» **WORK TO BE COMPLETED**
Change each "bounding region" in the listing below to "bounding box", keep everything else the same, and give back the listing without the pictures.
=== DATA SUPPLIED ===
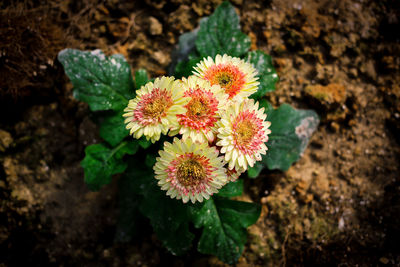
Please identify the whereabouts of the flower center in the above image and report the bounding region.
[236,120,256,144]
[204,64,246,99]
[133,88,173,126]
[177,86,218,131]
[188,99,208,117]
[176,159,206,186]
[216,72,232,87]
[143,98,167,118]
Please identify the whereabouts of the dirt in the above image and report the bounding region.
[0,0,400,266]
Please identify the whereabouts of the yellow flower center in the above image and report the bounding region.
[188,99,208,116]
[236,120,256,144]
[176,159,206,186]
[216,72,232,88]
[143,98,169,118]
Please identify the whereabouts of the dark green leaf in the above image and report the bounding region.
[218,179,243,197]
[126,159,194,255]
[245,50,279,99]
[196,2,251,57]
[135,69,149,89]
[81,142,138,191]
[247,161,264,178]
[258,99,274,114]
[262,104,319,171]
[174,57,201,79]
[115,175,141,242]
[192,198,261,264]
[138,139,151,149]
[100,111,129,146]
[58,49,134,111]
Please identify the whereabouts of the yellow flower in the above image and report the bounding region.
[153,137,227,203]
[226,168,245,182]
[169,76,228,142]
[123,77,187,143]
[217,99,271,170]
[193,54,259,102]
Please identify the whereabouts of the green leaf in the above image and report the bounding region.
[262,104,319,171]
[100,110,129,146]
[115,175,141,242]
[247,161,264,178]
[174,57,201,79]
[192,198,261,264]
[81,142,138,191]
[196,2,251,57]
[135,69,149,89]
[138,136,151,149]
[58,48,134,111]
[218,179,243,197]
[245,50,279,99]
[126,159,194,255]
[258,99,274,114]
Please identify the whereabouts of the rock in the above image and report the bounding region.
[0,130,14,152]
[311,171,330,199]
[149,17,162,35]
[152,51,171,66]
[304,83,346,111]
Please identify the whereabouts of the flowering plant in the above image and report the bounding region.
[58,2,319,263]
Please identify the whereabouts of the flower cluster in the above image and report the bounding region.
[123,55,271,203]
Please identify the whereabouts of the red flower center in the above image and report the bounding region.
[204,64,246,99]
[177,86,219,130]
[133,88,173,126]
[232,110,266,155]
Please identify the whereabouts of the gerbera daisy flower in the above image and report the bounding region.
[193,54,259,102]
[153,137,227,203]
[217,99,271,170]
[169,76,228,143]
[123,77,187,143]
[226,168,245,182]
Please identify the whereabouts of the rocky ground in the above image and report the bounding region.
[0,0,400,266]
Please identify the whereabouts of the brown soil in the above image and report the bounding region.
[0,0,400,266]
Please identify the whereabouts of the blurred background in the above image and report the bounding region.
[0,0,400,266]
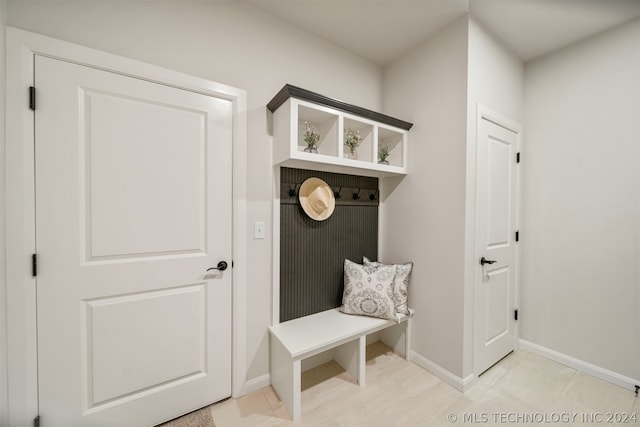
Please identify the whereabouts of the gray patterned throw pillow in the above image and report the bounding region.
[363,257,413,315]
[340,259,398,321]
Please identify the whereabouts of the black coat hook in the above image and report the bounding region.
[289,184,300,197]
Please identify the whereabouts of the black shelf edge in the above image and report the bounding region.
[267,84,413,130]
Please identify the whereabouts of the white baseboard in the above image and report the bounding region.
[409,350,477,393]
[239,374,271,398]
[520,340,640,391]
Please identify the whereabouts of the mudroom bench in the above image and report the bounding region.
[269,308,412,420]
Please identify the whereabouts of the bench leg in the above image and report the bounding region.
[334,336,367,387]
[271,338,301,421]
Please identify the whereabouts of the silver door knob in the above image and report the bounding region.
[207,261,229,271]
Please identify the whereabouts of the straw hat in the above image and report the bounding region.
[298,177,336,221]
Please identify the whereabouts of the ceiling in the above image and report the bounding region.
[245,0,640,66]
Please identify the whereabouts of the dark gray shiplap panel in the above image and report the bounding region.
[280,168,378,322]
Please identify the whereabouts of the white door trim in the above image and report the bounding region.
[470,103,522,379]
[0,27,248,425]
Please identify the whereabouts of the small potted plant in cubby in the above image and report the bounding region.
[344,129,362,160]
[302,122,320,153]
[378,145,391,165]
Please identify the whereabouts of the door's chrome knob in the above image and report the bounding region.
[207,261,229,271]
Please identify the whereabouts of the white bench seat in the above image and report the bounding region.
[269,309,411,420]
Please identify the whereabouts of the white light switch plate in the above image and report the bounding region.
[253,221,265,240]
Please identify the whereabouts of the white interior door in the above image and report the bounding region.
[35,56,232,426]
[474,113,518,374]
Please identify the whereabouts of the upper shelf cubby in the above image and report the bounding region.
[267,85,413,177]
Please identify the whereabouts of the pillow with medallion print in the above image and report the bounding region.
[340,259,399,322]
[363,257,413,316]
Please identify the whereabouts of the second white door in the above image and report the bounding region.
[35,56,232,426]
[474,112,518,374]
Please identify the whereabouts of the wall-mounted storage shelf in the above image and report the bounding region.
[267,85,413,177]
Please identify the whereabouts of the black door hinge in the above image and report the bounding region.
[29,86,36,111]
[31,254,38,277]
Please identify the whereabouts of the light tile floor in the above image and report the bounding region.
[211,342,640,427]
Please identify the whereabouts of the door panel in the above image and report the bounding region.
[81,283,206,409]
[474,118,518,374]
[487,135,513,247]
[85,90,207,259]
[35,56,232,426]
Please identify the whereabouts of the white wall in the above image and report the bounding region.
[520,19,640,379]
[0,1,9,425]
[380,16,468,378]
[7,0,382,388]
[463,17,524,377]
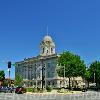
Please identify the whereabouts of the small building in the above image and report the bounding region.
[15,35,83,88]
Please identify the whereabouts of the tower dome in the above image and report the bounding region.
[40,35,55,56]
[43,35,52,42]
===
» **SOLVED EXERCISE**
Please identify the whereabouts of the flower center in the above image and report the bounding box.
[236,120,256,144]
[204,64,246,99]
[133,88,173,126]
[177,86,218,131]
[188,99,208,117]
[176,159,206,186]
[216,72,232,87]
[143,98,167,118]
Please identify the whereabouts of the dirt in the above image and report the bounding box.
[0,0,400,266]
Please identify the whereabouts of the yellow flower center in the above image and report the bounding box.
[188,99,208,116]
[236,120,256,144]
[176,159,206,186]
[216,72,232,88]
[143,98,169,118]
Please identify the whereabouts of the dark green leaf in the above image and report the bounding box.
[218,179,243,197]
[126,159,194,255]
[245,50,279,99]
[196,2,251,57]
[135,69,149,89]
[81,142,138,191]
[247,161,264,178]
[258,99,274,114]
[262,104,319,171]
[174,57,201,79]
[115,175,141,242]
[192,198,261,264]
[138,139,151,149]
[100,111,129,146]
[58,49,134,111]
Please identify the whereabouts of the yellow flower in the above image and report the bounding box.
[153,137,227,203]
[226,168,245,182]
[169,76,228,142]
[123,77,187,143]
[217,99,271,170]
[193,54,259,102]
Please identify the whereabouts of the green leaf in the above image and report the bounding box.
[262,104,319,171]
[100,110,129,146]
[115,175,141,242]
[247,161,264,178]
[174,57,201,79]
[192,198,261,264]
[81,142,138,191]
[196,2,251,57]
[135,69,149,89]
[138,136,151,149]
[58,48,134,111]
[218,179,243,197]
[245,50,279,99]
[126,159,194,255]
[258,99,274,114]
Please identify the whereabouts of the rock in the above image and report the bounding box.
[0,130,14,152]
[311,171,330,199]
[149,17,162,35]
[152,51,171,66]
[304,83,346,111]
Please identify the whereabouts of the flowering plant in the above image and report the bounding box.
[58,2,319,263]
Please identify the whereabouts of the flower cluster in the above image and report the bounding box.
[123,55,271,203]
Please identify the whereabouts of the red flower center in the above image and report the bounding box.
[204,64,246,99]
[177,86,219,130]
[133,88,173,126]
[232,110,266,155]
Please identify the whereabouts of the gerbera daisy flower in the above image and report the bounding box.
[193,54,259,102]
[153,137,227,203]
[217,99,271,170]
[169,76,228,143]
[123,77,187,143]
[226,168,245,182]
Please identify the whereabouts of the rocky ground in the above image and report the bounding box.
[0,0,400,266]
Please identify the whereabouts of the brown soil in the above image and report the bounding box.
[0,0,400,266]
Please identify the whereabouts of the blurred background in the above image and report the bounding box.
[0,0,400,266]
Please identify the whereabouts of the gray patterned throw pillow in the above image and report the bounding box.
[363,257,413,315]
[340,259,398,321]
Please identify the whereabouts of the black coat hook in the above image and report the bounding box.
[289,184,300,197]
Please identify the whereabouts of the black shelf edge in the above image and report the bounding box.
[267,84,413,130]
Please identify the whereabouts of the white baseboard in the above image and report the bounding box.
[409,350,477,393]
[239,374,271,398]
[520,340,640,391]
Please identify the whereabouts of the mudroom bench in the above image and report the bounding box.
[269,308,412,420]
Please identify the whereabouts of the bench leg in the above image and report the bounding box.
[334,336,367,387]
[271,338,301,421]
Please identify the whereabouts of the silver door knob in the above image and report the bounding box.
[207,261,229,271]
Please identify the whereabouts of the straw hat in the above image and report the bounding box.
[298,177,336,221]
Please identify the whereabouts of the ceiling in the above image and report the bounding box.
[245,0,640,66]
Please identify the whereabouts of the dark gray shiplap panel in the above image and report the bounding box.
[280,168,378,322]
Please identify the whereabouts of the white door trim in the above image and report the bounding box.
[470,103,522,379]
[0,27,248,425]
Please identify the whereabouts of the small potted plant in cubby in the above image and report the bounding box.
[344,129,362,160]
[302,122,320,153]
[378,145,391,165]
Please identify the whereabouts of the door's chrome knob in the above image and report the bounding box.
[207,261,229,271]
Please identify the whereabouts of the white bench seat in the above image and report the bounding box.
[269,309,411,420]
Please identify the whereabouts of the white light switch plate in the above image and report the bounding box.
[253,221,265,240]
Please identify the whereabouts of the white interior door in the above image and report the bounding box.
[35,56,232,426]
[474,113,518,374]
Please identify the whereabouts of the upper shelf cubby in the above image and report the bounding box.
[267,85,413,177]
Please identify the whereabouts of the pillow with medallion print in the above image and report the bounding box.
[340,259,399,322]
[363,257,413,316]
Please identify the whereabouts of the second white door in the above image and report the bounding box.
[35,56,232,426]
[474,112,518,374]
Please identify the whereabouts of the wall-mounted storage shelf in the above image and report the bounding box.
[267,85,413,177]
Please identify the whereabouts of the black door hinge in the above image and report the bounding box.
[29,86,36,111]
[31,254,38,277]
Please identify the whereabouts of the light tile floor in the above image and report the bounding box.
[211,342,640,427]
Please identify the whereabouts of the door panel in the above image and report the bounding box.
[81,283,206,409]
[474,118,518,374]
[487,135,513,247]
[85,90,207,259]
[35,56,232,426]
Please identify the whereabouts of the white wall in the above image and report the bounding box.
[520,19,640,379]
[0,1,9,425]
[380,16,468,378]
[7,0,382,388]
[463,17,524,377]
Please identify the whereabouts of the small building in the above image and report the bounding box.
[15,35,83,88]
Please identify the whereabouts of the tower dome in the above image and report the bounding box.
[40,35,55,56]
[43,35,52,42]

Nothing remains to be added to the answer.